--- start of Extracted text ---

(I am grateful to Reuters for their excellent reporting of the ongoing PESCO story and from which, in part, I have made use of this morning in order to present this latest update commentary)
Last year the EU, in its infinite wisdom, launched what it called the “permanent structured cooperation on defence” – to be known as PESCO. The aim was based on an attempt to unify European defence thinking and to rationalise a fragmented approach to procuring and developing military equipment.
When launched there was seemingly broad agreement among the 25 states that signed up that non-EU countries, this would include the UK for example, should also be allowed to contribute to some of the projects. However, led by France a group of four major states that include Germany, Italy and Spain are seeking to set tough conditions that would limit participation of non EU member states, promote and focus only on promoting EU strategic autonomy that in the eyes of these four nations would hopefully bring about a reduction of reliance on the USA for defence. So for cooperation read disagreement and led by the Netherlands and Belgium together with another eleven of the countries that signed up who favour the more inclusive approach of including non-EU members a state of impasses continues to exist.
Portugal was one of the countries that supported the more inclusive approach being led by the Netherlands for seeking cooperation from allies who it is believed could bring added value, whether this be by established NATO players such as the US and UK, or other countries such as Norway, Switzerland or even Brazil.
There can surely be little doubt that the French led gang of four who are opposed to the inclusion of non EU countries, or allowing them to participate with their hands tied behind their backs, smacks of protectionism in order to protect their own large defence companies, particularly those in France and to ensure that UK and US based companies had very limited market access. To that end the US ambassador to NATO, Kay Bailey Hutchison, is reported to have warned the EU earlier this year not to “fence off” American, British or Norwegian defence companies and that doing this could “splinter” the transatlantic security bond.
I am not sure where and if this is going anywhere anytime soon but I doubt that it will go away. What we do know is that the EU is planning to expand its defence budget research and development spend budget from 2021, through the allocation of EUR 13 billion ($15 billion) spread over seven years. The current year budget for R&D is around EUR 600 million.
By failing to allow UK, US and other none EU member state companies to play a part in PESCO the Netherlands and the bulk of the 25 countries signed up fear that they would miss out on expertise and information that could improve defence and security overall.
By October it was being reported that a diplomatic tussle has broken over PESCO and that London and Washington were determined to ensure that their respective defence companies were able to be fully involved in what was being created. Since then, apart from the widely reported remarks made by French President, Emmanuel Macron last week and that appeared to further undermine the situation it appears to have gone quiet.
(Note: Last week Emmanuel Macron said in a recorded CNN interview talking of the perceived need for European countries to increase spending on defence “To be very direct with you, what I don’t want to see is European countries increasing the budget in defence in order to buy American and other arms or materials coming from your industry”)

--- end of Extracted text ---

## Problems
a) In the PESCO commentary, how much money is the EU planning to allocate for research and development starting in 2021?
b) Please carry the PESCO commentary forward with the next part, following on from its final note.

--- start of Entries shown ---

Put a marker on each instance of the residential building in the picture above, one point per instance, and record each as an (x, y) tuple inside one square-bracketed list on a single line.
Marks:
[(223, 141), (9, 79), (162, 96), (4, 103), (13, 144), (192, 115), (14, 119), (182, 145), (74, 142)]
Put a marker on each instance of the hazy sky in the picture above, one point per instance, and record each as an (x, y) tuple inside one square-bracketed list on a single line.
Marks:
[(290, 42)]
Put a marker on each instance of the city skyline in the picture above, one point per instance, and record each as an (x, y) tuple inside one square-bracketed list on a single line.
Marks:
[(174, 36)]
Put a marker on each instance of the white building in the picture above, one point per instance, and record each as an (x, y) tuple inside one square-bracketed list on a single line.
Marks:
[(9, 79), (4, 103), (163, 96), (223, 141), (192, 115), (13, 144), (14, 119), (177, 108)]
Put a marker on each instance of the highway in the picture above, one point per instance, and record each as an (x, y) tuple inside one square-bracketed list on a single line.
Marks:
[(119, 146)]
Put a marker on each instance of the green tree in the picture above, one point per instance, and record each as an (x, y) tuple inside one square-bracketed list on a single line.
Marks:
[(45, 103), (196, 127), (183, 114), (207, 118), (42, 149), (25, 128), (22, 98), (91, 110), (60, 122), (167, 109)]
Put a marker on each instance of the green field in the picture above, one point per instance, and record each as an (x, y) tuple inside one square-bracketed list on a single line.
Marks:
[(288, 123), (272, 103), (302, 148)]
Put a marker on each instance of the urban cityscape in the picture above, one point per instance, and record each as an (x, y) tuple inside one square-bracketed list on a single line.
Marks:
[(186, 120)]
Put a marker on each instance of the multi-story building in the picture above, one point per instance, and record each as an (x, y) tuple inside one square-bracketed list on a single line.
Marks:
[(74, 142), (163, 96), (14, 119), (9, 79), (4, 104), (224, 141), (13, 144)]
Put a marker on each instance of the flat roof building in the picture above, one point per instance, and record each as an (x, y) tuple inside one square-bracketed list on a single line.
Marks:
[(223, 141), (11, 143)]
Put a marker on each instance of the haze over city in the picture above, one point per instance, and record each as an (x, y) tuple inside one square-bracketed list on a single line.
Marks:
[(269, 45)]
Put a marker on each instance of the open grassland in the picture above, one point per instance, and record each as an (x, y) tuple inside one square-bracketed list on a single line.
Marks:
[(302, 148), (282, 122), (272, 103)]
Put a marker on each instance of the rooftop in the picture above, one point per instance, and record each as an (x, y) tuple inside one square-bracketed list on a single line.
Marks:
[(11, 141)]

--- end of Entries shown ---

## Per-task answers
a) EUR 13 billion ($15 billion), spread over seven years.

b)
Back in May this year Reuters reported that “a broad European military strategy involving Britain after Brexit has started to take shape with France at its centre although the report also noted that discussion had apparently taken place without a UK defence minister taking part in the discussion. The well informed Reuters report stated that “Despite an impasse over how to start formal negotiations with Britain on a new defence and security relationship, France is pushing a two-track approach that it had discussed at a weekend gathering of EU defence ministers (excluding Britain) in the Bulgarian capital Sofia on May 5.
The report highlighted also that “France supports a bigger role for Spain in EU military missions to fill the hole Britain will leave, while it will ‘offer’ London a place in a new French-led European intervention force to keep Britain close in military cooperation”. The arrogance of this is quite remarkable!
UK inclusion in any shape or form is not surprisingly a very sensitive subject in Paris but the importance of including Britain because of its involvement in projects such as the Galileo satellite programme which the EU as a whole has for some years been developing as a rival to the US. Global Positioning System is not an issue that France can easily ignore. Despite being one of the four who wish to set harsh conditions for UK future inclusion I note that Spain’s defence minister, Maria Dolores de Cospedal, has made it quite clear that despite rules that prohibit sharing sensitive information with non-EU states that “We must avoid a rupture (with Britain).” Sweden’s Peter Hultqvist expressed a similar view when he said that “It is important that Britain is involved in Europe’s future security cooperation.”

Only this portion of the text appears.